# INSTRUCTIONS FOR THE TASK
In your reply, write out each entry exactly as given.

-- SUPPLIED DATA follows --

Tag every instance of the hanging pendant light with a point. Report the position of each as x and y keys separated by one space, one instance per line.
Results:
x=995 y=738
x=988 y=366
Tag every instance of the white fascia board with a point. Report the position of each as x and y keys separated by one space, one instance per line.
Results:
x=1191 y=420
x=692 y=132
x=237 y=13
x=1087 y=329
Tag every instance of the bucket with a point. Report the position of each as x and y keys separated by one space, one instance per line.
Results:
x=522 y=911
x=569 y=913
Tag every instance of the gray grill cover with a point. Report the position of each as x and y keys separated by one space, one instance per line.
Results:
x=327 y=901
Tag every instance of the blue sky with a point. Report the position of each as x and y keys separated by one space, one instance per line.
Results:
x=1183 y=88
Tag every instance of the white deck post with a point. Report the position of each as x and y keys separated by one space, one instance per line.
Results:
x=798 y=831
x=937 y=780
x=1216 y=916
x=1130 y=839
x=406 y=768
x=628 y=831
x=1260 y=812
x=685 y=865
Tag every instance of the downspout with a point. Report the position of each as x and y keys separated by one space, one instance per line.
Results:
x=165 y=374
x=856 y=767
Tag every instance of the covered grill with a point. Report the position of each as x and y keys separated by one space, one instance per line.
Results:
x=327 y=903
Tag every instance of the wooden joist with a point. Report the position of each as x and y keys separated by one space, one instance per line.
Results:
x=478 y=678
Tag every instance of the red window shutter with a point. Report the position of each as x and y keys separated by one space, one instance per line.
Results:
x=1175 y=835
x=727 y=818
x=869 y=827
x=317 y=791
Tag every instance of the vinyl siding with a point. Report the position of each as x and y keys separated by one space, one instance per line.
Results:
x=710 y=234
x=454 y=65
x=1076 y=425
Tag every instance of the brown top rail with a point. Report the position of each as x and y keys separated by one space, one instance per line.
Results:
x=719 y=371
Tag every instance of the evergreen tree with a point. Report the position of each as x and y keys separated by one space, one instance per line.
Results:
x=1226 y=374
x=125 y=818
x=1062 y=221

-- SUPPLIED DATA concluded --

# RESPONSE TO THIS EXERCISE
Tag every instance of the hanging pendant light with a point. Report the position of each as x and y keys separated by one space, one instance per line.
Results:
x=995 y=738
x=988 y=366
Tag every instance of the white fascia board with a point. Report the position of each as x and y keys separated by one space, one instance per line.
Results:
x=1191 y=420
x=692 y=132
x=237 y=13
x=1087 y=329
Tag every instance of the bucket with a point. Report the position of each as x and y keys separated by one space, one instance per line.
Results:
x=522 y=911
x=569 y=913
Tag every instance of the gray grill cover with a point. Report the position of each as x and y keys separated by one space, one instance per line.
Results:
x=327 y=901
Tag every instance of the blue sky with a point. Report the position of each as x and y keys separated by one space, one instance per line.
Results:
x=1183 y=88
Tag every instance of the white deck post with a point. Report the position of each as x and y keys separated by one space, one instance per line.
Results:
x=798 y=831
x=937 y=780
x=1216 y=916
x=1130 y=839
x=406 y=768
x=628 y=831
x=1260 y=812
x=685 y=865
Tag every instance of the downspout with a point. Report the position of each as x and y keys separated by one space, one instance per line.
Results:
x=165 y=374
x=856 y=767
Tag every instance of the covered grill with a point. Report the position of each as x and y keys separated by one space, one instance per line.
Results:
x=327 y=903
Tag every instance of the wooden joist with a point. Report the position of each as x and y keys separated by one space, one instance per line.
Results:
x=478 y=678
Tag every instance of the red window shutter with a point. Report the position of each as x and y keys separated by one space, one instance per line.
Results:
x=1175 y=835
x=727 y=818
x=869 y=827
x=317 y=791
Tag every instance of the vinyl siding with a point. Report the position of each as x and y keys separated by one space, one instance per line.
Results:
x=710 y=234
x=454 y=65
x=1076 y=425
Tag every instance of the brown top rail with a point. Report the position of each as x and y keys separated by one space, one instance per line.
Results:
x=719 y=371
Tag every instance of the evergreen tree with a point. Report the position of each as x and y keys separated by one space, one instance per line.
Results:
x=1226 y=374
x=125 y=818
x=1062 y=221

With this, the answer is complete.